• Set task:
Lay out every line of the records below as a single numbered list, leaving out the blank lines.

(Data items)
•••

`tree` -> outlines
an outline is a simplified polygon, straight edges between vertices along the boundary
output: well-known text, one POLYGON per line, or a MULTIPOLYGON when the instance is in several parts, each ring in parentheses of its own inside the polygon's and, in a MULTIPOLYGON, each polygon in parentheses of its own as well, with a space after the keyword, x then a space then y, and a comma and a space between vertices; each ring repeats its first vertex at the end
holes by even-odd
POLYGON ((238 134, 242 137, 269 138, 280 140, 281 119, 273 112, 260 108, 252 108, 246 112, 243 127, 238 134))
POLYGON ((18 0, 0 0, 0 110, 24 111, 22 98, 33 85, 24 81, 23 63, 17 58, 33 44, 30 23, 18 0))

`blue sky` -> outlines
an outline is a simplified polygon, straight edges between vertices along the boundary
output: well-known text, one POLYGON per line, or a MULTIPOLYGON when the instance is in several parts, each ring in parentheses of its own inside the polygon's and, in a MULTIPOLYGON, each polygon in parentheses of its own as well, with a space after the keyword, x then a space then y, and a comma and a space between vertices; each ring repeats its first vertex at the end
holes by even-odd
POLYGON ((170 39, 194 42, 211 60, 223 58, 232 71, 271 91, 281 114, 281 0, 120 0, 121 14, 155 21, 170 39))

•••

• In response:
1. `tree` -> outlines
2. an outline is a simplified polygon, straight edges between vertices along the boundary
3. output: well-known text, one POLYGON per line, or a MULTIPOLYGON when the instance is in several parts, each ring in parentheses of its own inside the polygon's and, in a MULTIPOLYGON, each polygon in parentheses of its own as well, with a space after the keyword, x then a space then y, and a comma and a space between vertices; each ring repeats its first vertex at the end
4. holes by even-odd
5. POLYGON ((238 134, 242 137, 269 138, 280 140, 281 119, 273 112, 260 108, 252 108, 246 112, 243 127, 238 134))
6. POLYGON ((18 0, 0 0, 0 110, 24 111, 22 98, 33 85, 24 81, 23 63, 17 58, 33 44, 30 23, 18 0))
7. `blue sky` -> outlines
8. an outline is a simplified polygon, straight edges between vertices along the boundary
9. output: well-known text, one POLYGON per line, or a MULTIPOLYGON when the instance is in several parts, each ring in parentheses of its own inside the polygon's and, in a MULTIPOLYGON, each polygon in parentheses of its own as well, with a space after the keyword, x then a space then y, and a comma and a space between vertices; each ring repeats its first vertex at the end
10. holes by even-odd
11. POLYGON ((170 39, 194 42, 211 60, 223 58, 232 71, 271 91, 281 114, 281 0, 120 0, 121 14, 155 21, 170 39))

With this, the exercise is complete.